PROBLEM: In the Spark forum post, how much of the previous split does each split include after the fix?

SOURCE EXTRACT:
Is repartitioning the lineMap rdd to get more (smaller) inputs for my Parser a good idea?
Is there somewhere an additional reducer step which I am not aware of? Like results being aggregated before getting written to file or similar?
Scala code (I left out unrelevant code parts):
def main(args: Array[String]) {
val inputFilePath = args(0)
val outputFilePath = args(1)
val inputFiles = fs.listStatus(new Path(inputFilePath))
inputFiles.foreach( filename => {
processData(filename.getPath, ...)
})
}
def processData(filePath: Path, ...) {
val lines = sc.textFile(filePath.toString())
val lineMap = lines.map(line => (line.split(" ")(1), line)).groupByKey()
val parsedLines = lineMap.map{ case(key, values) => parseLinesByKey(key, values, config) }
//each output should be saved separately
parsedLines.saveAsTextFile(outputFilePath.toString() + "/" + filePath.getName)
}
def parseLinesByKey(key: String, values: Iterable[String], config : Config) = {
val importer = new LogFileImporter(...)
importer.parseData(values.toIterator.asJava, ...)
//importer from now contains all parsed data objects in memory that could be parsed
//from the given values.
val jsonMapper = getJsonMapper(...)
val jsonStringData = jsonMapper.getValueFromString(importer.getDataObject)
(key, jsonStringData)
}
I fixed this by removing the groupByKey call and implementing a new FileInputFormat as well as a RecordReader to remove my limitations that lines depend on other lines. For now, I implemented it so that each split will contain a 50.000 Byte overhead of the previous split. This will ensure that all lines that depend on previous lines can be parsed correctly.
I will now go ahead and still look through the last 50.000 Bytes of the previous split, but only copy over lines that actually affect the parsing of the current split. Thus, I minimize the overhead and still get a highly parallelizable task.
The following links dragged me into the right direction. Because the topic of FileInputFormat/RecordReader is quite complicated at first sight (it was for me at least), it is good to read through these articles and understand whether this is suitable for your problem or not:
https://hadoopi.wordpress.com/2013/05/27/understand-recordreader-inputsplit/
http://www.ae.be/blog-en/ingesting-data-spark-using-custom-hadoop-fileinputformat/
Relevant code parts from the ae.be article just in case the website goes down. The author (#Gurdt) uses this to detect whether a chat message contains an escaped line return (by having the line end with "\") and appends the escaped lines together until an unescaped \n is found. This will allow him to retrieve messages that spans over two or more lines. The code written in Scala:
Usage
val conf = new Configuration(sparkContext.hadoopConfiguration)

DATA ENTRIES:
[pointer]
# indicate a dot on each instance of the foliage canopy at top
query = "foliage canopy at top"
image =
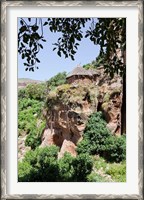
(109, 33)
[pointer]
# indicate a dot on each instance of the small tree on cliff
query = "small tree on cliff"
(109, 33)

ANSWER IN FULL: A 50.000 byte overhead from the previous split.